[Start]

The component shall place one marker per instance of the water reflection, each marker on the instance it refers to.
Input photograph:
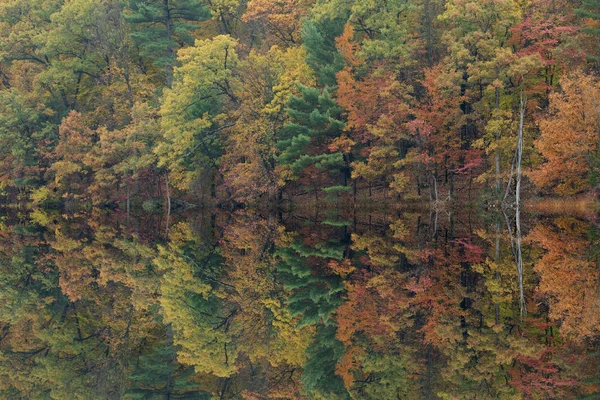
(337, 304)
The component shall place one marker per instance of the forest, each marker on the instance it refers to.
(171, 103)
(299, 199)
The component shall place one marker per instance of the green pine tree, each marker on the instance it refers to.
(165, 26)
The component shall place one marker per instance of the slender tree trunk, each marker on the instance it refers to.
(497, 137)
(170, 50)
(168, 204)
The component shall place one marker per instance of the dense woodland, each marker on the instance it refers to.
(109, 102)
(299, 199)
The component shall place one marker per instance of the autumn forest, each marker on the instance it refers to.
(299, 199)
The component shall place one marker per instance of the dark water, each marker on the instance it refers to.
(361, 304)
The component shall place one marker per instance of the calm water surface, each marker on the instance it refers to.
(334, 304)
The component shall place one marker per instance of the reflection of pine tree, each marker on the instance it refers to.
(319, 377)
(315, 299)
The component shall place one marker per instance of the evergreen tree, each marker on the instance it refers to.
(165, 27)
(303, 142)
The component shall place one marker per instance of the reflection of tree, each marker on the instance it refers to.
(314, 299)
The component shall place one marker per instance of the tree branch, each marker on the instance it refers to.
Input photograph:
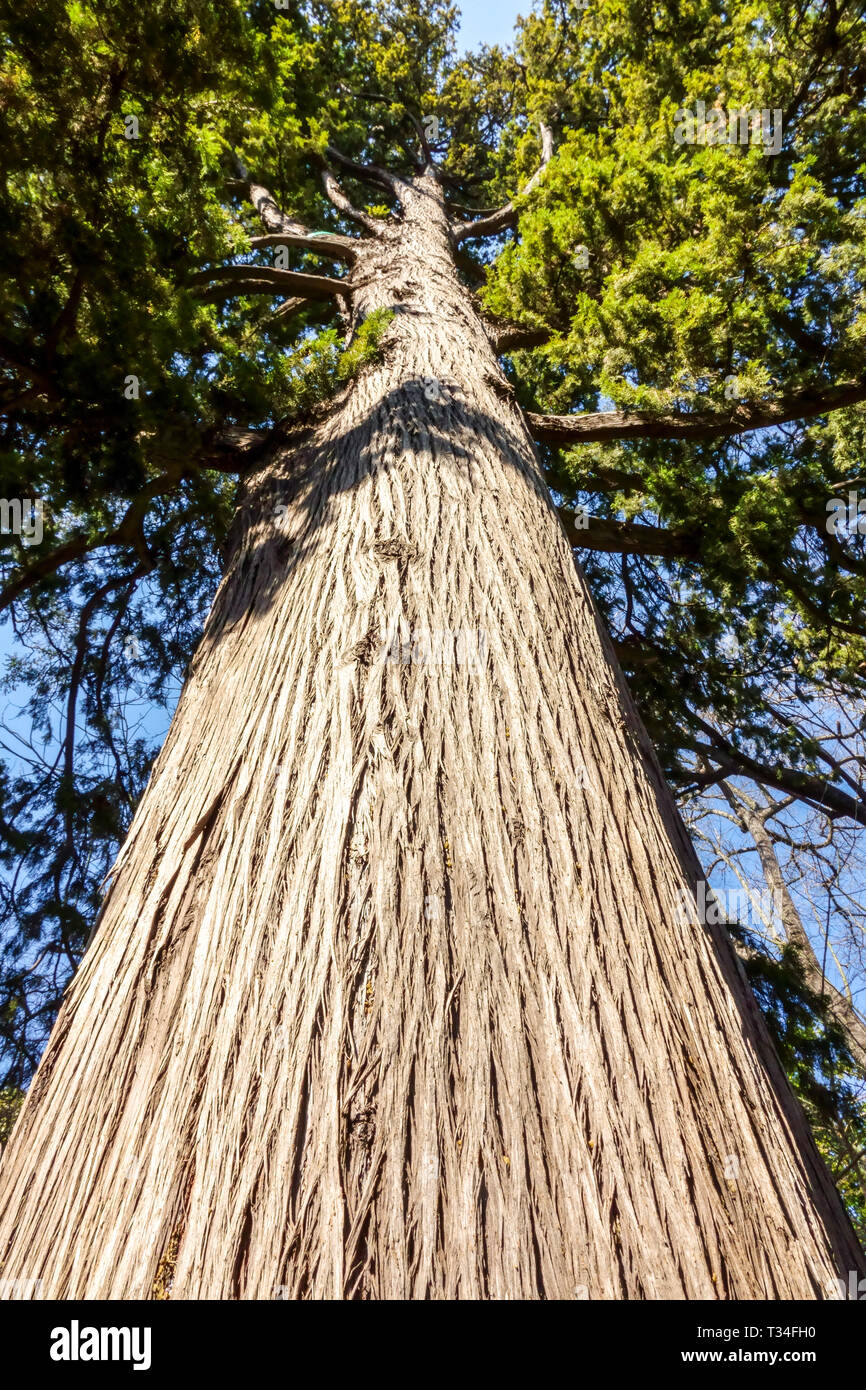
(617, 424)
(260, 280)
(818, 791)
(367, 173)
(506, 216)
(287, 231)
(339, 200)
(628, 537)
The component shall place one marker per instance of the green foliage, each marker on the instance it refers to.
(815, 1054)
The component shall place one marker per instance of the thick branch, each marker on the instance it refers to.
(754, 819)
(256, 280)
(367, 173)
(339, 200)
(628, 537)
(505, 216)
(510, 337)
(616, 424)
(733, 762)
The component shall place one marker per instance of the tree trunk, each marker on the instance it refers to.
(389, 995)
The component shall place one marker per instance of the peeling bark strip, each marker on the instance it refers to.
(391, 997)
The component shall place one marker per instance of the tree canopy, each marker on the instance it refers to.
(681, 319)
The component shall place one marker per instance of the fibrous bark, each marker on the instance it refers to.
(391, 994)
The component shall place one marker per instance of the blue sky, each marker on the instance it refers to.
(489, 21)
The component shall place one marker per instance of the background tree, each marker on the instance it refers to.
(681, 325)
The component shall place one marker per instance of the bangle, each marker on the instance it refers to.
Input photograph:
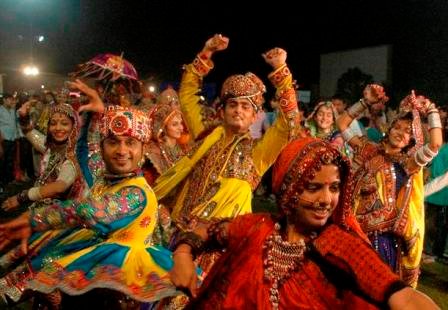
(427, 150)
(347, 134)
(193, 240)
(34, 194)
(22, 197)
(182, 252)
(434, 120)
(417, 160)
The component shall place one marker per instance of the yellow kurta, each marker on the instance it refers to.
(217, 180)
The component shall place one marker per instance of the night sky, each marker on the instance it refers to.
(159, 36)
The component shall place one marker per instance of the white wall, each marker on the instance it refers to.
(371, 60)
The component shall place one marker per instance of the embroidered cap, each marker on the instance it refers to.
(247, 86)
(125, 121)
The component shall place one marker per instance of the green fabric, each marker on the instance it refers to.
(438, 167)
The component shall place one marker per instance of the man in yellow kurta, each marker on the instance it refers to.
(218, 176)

[End]

▸ **Stated problem**
Reproduce all of the data above with every occurrence of "component" switched to "system" and everything else left unchanged. Omit the pictures from your reproduction.

▸ **Exercise output**
The system shall place one marker per instance of the water reflection, each marker on the instance it refers to.
Input photograph:
(337, 304)
The system shall place one marker per instance of the forest, each marker on the instance it refers to.
(171, 103)
(299, 199)
The system shall place one marker per instance of the green pine tree, each marker on the instance it refers to.
(165, 26)
The system shall place one marker per instance of the slender tree trunk, each marker on the instance it refers to.
(497, 137)
(170, 50)
(168, 204)
The system shall place one marker per instance of the dense woodland, each marker on the instance it refers to.
(109, 102)
(299, 199)
The system shall place one marker per instance of the autumn forest, each marker on the instance it refers to.
(299, 199)
The system shall place one marker per instance of the dark water, each marker on the instance it refers to.
(361, 304)
The system shall place one marker per instance of the calm water surface, each marker on the instance it refers to.
(334, 304)
The system shall place one marker per instance of the reflection of pine tree, each marker on the instance it refers to.
(319, 377)
(315, 299)
The system shall place one marker per instance of the evergreen tree, each marker on the instance it refers to.
(165, 27)
(303, 142)
The system shall place one marker per instance of the reflection of tree, each marker on the instance it refers to.
(314, 299)
The system shall place one marker per instance of the tree branch, each marker on the instance it refers to.
Input photograph:
(617, 424)
(260, 280)
(818, 791)
(367, 173)
(506, 216)
(287, 231)
(339, 200)
(628, 537)
The system shall place one marker per instance of the green foliage, each marker on the instance it refers to.
(815, 1054)
The system shall place one marker per instance of the thick branch, each marker on the instance it refers to.
(754, 819)
(256, 280)
(367, 173)
(339, 200)
(628, 537)
(505, 216)
(510, 337)
(616, 424)
(733, 762)
The system shall place one marker per instance of the tree trunk, each marker on the instance it refers to.
(389, 995)
The system shall place one marker per instance of the peeling bark strip, each marker on the instance it refers to.
(391, 997)
The system shall place one marker per instance of the tree canopy, each marker on the instance it refers to.
(681, 319)
The system shall place one marker per instance of the fibrous bark, each marker on the instance it refers to.
(391, 994)
The system shall place one marker per instance of the blue sky, each marker on the instance it refers to.
(489, 21)
The system shall place one marker per instance of the background tree, each marker on the instance it refers to.
(681, 325)
The system shall place one marker per instance of the bangle, each marker on the instance it refers to.
Input photograph:
(427, 150)
(347, 134)
(193, 240)
(34, 194)
(22, 197)
(182, 252)
(434, 120)
(417, 160)
The system shall place one marker per instance of the yellow kurta, each marker on the instance it refers to.
(217, 180)
The system shall place one marker per instance of the night sky, each marker on the instance it refers to.
(159, 36)
The system shall place one marker per instance of the white wall, each marker on the instance it refers to.
(371, 60)
The system shall place one marker per instance of the embroidered cap, each marker on the instance it refers to.
(247, 86)
(125, 121)
The system shall place one marker per instance of the green fabric, each marker on the instance it refers to.
(438, 167)
The system shall place one marker per instance of the man in yellow kurta, each marker on the instance it refers to.
(218, 176)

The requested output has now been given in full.